==== SUPPLIED ENTRIES

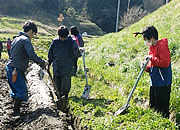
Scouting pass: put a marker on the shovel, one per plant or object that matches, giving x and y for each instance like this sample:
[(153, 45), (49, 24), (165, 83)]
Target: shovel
[(126, 106), (87, 87)]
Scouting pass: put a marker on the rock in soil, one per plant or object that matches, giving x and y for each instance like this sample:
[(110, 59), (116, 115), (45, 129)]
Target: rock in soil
[(39, 113)]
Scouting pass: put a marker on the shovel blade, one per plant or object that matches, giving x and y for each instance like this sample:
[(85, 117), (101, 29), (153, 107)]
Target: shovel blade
[(121, 110), (86, 91)]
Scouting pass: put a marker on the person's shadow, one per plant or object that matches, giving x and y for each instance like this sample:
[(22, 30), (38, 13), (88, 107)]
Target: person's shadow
[(101, 102)]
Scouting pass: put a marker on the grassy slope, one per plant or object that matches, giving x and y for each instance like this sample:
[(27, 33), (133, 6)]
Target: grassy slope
[(10, 27), (108, 82)]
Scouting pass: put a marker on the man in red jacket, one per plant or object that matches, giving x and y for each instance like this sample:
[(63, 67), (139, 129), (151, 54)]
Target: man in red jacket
[(159, 68)]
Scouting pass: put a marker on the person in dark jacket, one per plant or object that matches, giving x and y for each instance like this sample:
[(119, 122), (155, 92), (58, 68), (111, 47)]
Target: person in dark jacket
[(78, 38), (159, 68), (1, 48), (62, 52), (21, 52)]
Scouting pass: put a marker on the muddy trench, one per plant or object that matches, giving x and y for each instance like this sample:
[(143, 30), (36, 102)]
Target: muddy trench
[(40, 111)]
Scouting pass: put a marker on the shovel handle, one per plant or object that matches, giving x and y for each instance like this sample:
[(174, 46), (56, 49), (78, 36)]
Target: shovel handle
[(139, 76), (54, 84), (83, 56)]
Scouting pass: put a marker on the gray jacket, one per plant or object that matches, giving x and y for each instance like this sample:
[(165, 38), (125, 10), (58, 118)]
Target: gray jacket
[(21, 52)]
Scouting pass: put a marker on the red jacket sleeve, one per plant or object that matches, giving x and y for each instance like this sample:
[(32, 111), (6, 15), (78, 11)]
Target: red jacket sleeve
[(163, 59)]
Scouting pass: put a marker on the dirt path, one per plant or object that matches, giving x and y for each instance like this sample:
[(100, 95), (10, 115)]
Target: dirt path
[(38, 113)]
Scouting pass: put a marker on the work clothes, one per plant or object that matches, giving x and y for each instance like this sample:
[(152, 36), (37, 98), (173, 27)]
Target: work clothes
[(19, 88), (79, 40), (21, 52), (159, 99), (159, 67), (63, 84), (62, 55)]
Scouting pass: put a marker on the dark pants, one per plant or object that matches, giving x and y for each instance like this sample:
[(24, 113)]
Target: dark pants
[(63, 84), (159, 99), (75, 66)]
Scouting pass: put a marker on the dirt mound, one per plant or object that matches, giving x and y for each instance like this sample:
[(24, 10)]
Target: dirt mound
[(39, 112)]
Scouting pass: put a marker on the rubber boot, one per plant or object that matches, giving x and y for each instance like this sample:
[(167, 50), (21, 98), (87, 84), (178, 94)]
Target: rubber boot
[(17, 105), (63, 103)]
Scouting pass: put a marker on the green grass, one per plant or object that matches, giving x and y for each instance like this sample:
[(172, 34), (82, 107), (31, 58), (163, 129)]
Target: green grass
[(111, 85)]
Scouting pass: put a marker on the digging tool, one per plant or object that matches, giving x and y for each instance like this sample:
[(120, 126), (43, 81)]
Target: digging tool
[(126, 106), (87, 87)]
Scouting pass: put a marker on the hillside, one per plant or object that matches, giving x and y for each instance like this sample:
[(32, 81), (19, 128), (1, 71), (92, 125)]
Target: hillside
[(111, 85)]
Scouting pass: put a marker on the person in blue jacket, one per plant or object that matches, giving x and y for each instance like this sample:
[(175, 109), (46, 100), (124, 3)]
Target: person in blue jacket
[(21, 52), (62, 52)]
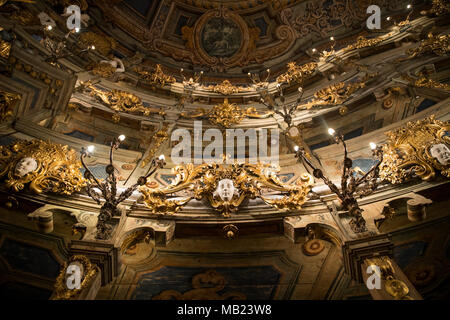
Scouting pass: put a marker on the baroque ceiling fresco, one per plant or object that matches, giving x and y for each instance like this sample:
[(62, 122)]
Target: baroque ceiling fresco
[(347, 171)]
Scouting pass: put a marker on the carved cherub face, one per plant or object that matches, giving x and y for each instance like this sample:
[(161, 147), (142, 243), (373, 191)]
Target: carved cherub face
[(441, 152), (225, 189), (25, 166)]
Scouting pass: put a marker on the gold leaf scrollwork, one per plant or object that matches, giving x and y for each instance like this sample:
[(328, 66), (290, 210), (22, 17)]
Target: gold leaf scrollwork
[(247, 181), (410, 150), (45, 166), (121, 101), (226, 114), (333, 95), (226, 88), (157, 77), (296, 73), (88, 269)]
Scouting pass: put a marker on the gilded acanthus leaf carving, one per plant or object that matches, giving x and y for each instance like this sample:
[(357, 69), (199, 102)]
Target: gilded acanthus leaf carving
[(119, 100), (296, 73), (420, 148), (157, 77), (44, 166), (226, 114), (333, 95), (227, 186)]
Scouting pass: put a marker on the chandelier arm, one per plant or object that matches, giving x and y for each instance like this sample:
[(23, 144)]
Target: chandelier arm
[(91, 175)]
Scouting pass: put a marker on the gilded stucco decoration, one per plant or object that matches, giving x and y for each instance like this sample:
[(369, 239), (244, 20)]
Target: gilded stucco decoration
[(44, 166), (157, 140), (394, 287), (334, 94), (88, 272), (156, 77), (296, 73), (226, 88), (8, 101), (119, 100), (226, 114), (420, 148), (227, 186), (206, 286)]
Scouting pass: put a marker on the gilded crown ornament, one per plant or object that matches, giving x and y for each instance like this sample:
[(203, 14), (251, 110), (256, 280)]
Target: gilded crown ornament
[(421, 148), (42, 166), (226, 114), (226, 187)]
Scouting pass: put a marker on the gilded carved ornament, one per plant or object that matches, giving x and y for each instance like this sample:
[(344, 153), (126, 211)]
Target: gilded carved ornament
[(296, 73), (159, 137), (421, 148), (394, 287), (226, 114), (226, 88), (88, 272), (226, 187), (157, 77), (119, 100), (333, 95), (44, 166)]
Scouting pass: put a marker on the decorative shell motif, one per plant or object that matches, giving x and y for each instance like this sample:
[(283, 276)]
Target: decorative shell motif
[(56, 167), (407, 151)]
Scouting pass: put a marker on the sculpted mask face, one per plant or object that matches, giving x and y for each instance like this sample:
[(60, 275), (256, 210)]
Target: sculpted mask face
[(25, 166), (225, 189), (441, 152)]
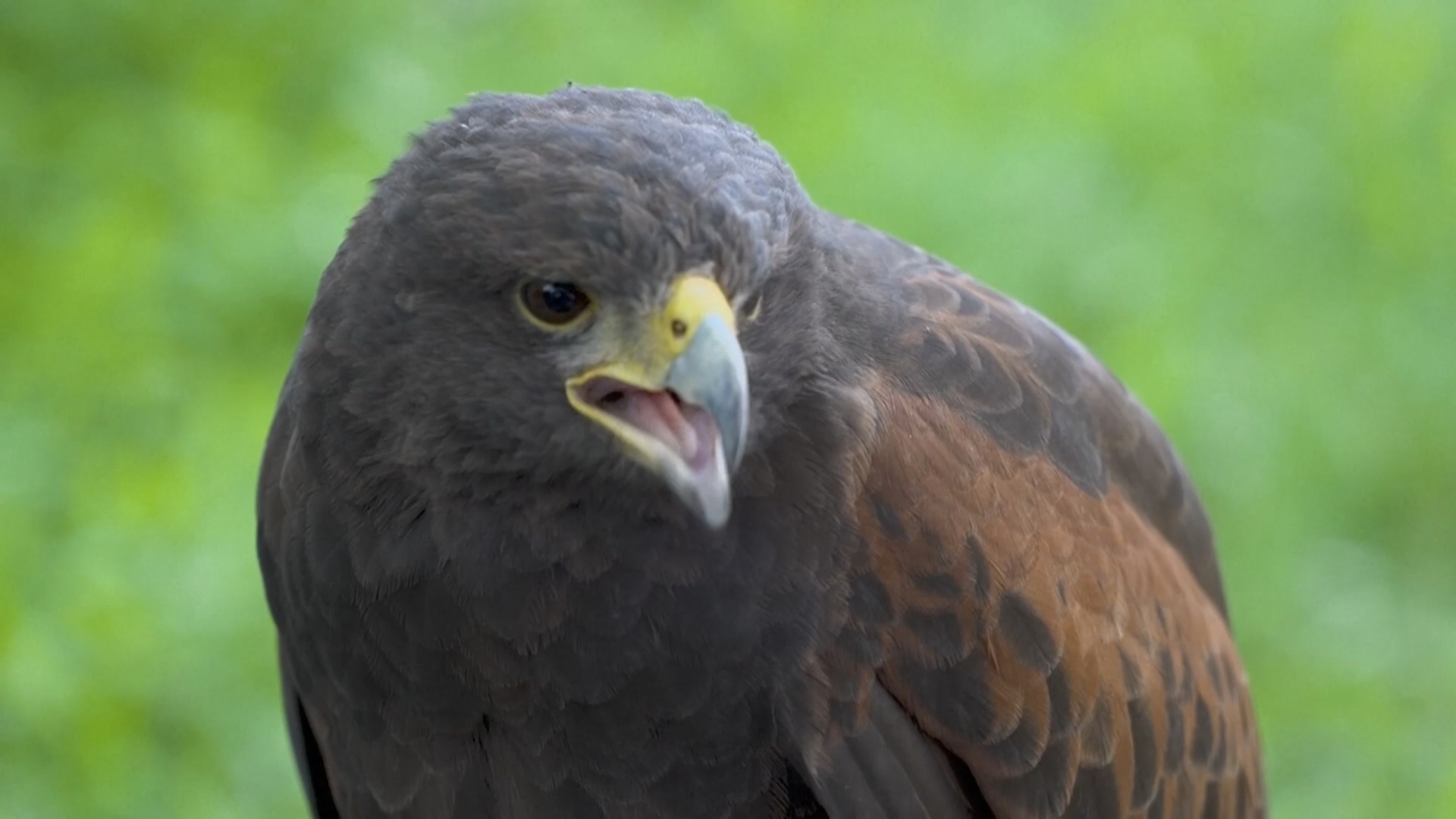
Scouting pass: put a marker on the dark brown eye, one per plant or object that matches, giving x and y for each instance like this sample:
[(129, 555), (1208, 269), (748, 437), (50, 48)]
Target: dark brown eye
[(555, 303)]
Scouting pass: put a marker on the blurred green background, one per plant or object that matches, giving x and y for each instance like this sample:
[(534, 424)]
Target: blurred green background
[(1247, 209)]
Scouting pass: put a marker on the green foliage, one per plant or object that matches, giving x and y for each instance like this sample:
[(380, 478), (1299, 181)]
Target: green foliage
[(1247, 209)]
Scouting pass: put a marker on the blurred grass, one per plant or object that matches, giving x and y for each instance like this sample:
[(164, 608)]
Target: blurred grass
[(1247, 209)]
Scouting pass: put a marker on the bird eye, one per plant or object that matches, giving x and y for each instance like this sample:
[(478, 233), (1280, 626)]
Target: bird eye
[(554, 303)]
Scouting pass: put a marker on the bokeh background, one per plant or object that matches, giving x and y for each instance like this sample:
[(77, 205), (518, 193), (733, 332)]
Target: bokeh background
[(1247, 209)]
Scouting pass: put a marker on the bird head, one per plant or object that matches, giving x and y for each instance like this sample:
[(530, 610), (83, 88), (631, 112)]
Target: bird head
[(573, 289)]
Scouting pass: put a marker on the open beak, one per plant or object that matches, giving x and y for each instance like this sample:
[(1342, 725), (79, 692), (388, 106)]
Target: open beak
[(677, 397)]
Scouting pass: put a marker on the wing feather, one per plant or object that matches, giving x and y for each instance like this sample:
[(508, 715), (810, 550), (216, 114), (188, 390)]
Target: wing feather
[(1056, 613)]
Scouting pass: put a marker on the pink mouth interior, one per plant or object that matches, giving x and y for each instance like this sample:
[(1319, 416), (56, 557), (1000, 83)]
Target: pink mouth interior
[(685, 428)]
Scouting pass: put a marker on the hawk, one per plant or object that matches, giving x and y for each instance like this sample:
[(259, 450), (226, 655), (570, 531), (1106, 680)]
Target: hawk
[(615, 479)]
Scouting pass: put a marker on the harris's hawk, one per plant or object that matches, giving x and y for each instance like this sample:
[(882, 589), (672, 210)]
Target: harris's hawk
[(615, 479)]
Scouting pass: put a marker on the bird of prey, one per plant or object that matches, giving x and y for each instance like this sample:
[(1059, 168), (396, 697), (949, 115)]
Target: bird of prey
[(615, 479)]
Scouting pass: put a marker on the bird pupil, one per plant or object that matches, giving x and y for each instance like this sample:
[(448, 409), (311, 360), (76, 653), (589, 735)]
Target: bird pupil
[(560, 297)]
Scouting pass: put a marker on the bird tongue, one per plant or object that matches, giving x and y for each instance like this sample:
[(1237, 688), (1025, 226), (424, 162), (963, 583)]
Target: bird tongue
[(688, 430)]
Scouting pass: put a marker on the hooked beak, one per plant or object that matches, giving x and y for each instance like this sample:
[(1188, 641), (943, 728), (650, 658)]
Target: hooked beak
[(677, 398)]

========

▶ **DIRECTIONS FOR THIS TASK**
Please copy out the records from the line with "Scouting pass: put a marker on the pink" to the line with "[(685, 428)]", both included, keeping every line and raising each coordinate in the answers by 131. Only the answer coordinates change.

▶ **REPLY TO THE TASK**
Scouting pass: put a marker on the pink mouth interior, one per plant or object that matches, giving x and y for each instance like this sample:
[(1319, 416), (56, 557), (1000, 83)]
Target: pink mouth interior
[(816, 559)]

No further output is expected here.